Document segment:
-*-
By Lois McCullen Parr



Image Description:

A hand-painted mask with a swoopy grey hairline, blue forehead & eyebrows, green nose, pink cheeks & lips, sparkling sunshine & rainbow fabric crown, and a sparkly auburn ribbon through the mouth that is lifting up.

 

The Story of My Mask:

At a leadership retreat called “Cultivating the Mystery” last fall where we explored archetypes, I found it easy to identify my dominant one, the “warrior” – confront injustice! I worked furiously at creating a collage for my warrior: so easy! I can win this! Words! Power! (Oh, yeah, the shadow of that warrior? Cynicism.)


It was much more difficult (and this was the exercise) to identify how I could be served by the “innocent” – the one who trusts, who is optimistic, who has faith. I wandered on the self-examination path in my journal, discovering the relationships between my faith, my Dad, my gender, my warrior-shadow. My mask explored the ways in which I’m like my Dad (whose archetype was the “innocent”), and ways in which I’ve rejected that innocent – especially aware that in myself I trusted the “masculine” qualities and not the “feminine” ones (for my Dad was so soft & tender).
-*-
Data rows:
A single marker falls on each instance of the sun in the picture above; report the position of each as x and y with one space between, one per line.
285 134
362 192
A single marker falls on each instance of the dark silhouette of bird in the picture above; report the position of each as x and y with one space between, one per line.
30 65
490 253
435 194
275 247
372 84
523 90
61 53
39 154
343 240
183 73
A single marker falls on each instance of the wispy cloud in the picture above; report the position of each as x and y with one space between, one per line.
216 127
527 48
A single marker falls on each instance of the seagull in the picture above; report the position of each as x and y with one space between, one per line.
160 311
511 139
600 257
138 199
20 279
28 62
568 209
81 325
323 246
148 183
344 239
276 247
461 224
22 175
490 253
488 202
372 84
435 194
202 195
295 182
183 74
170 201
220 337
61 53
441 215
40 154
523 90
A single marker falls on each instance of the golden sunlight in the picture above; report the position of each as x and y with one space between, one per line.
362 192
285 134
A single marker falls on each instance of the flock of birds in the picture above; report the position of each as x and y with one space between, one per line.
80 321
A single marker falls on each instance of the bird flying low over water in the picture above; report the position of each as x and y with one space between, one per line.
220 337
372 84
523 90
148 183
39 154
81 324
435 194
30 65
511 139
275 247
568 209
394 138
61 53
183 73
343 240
-*-
Problems and tasks:
• A. From the mask story, copy word for word the passage that begins at the words "The Story of" and stops after "that warrior? Cynicism.)".
• B. Arrange the lines of the entries as a numbered list, starting at the line that has "A single marker falls on each instance of the bird" and stopping after the last line of the entries. Leave out blank lines.
The mask story and the entries have no connection to each other.

Task results:
• A.
The Story of My Mask:

At a leadership retreat called “Cultivating the Mystery” last fall where we explored archetypes, I found it easy to identify my dominant one, the “warrior” – confront injustice! I worked furiously at creating a collage for my warrior: so easy! I can win this! Words! Power! (Oh, yeah, the shadow of that warrior? Cynicism.)

• B.
1. A single marker falls on each instance of the bird flying low over water in the picture above; report the position of each as x and y with one space between, one per line.
2. 220 337
3. 372 84
4. 523 90
5. 148 183
6. 39 154
7. 81 324
8. 435 194
9. 30 65
10. 511 139
11. 275 247
12. 568 209
13. 394 138
14. 61 53
15. 183 73
16. 343 240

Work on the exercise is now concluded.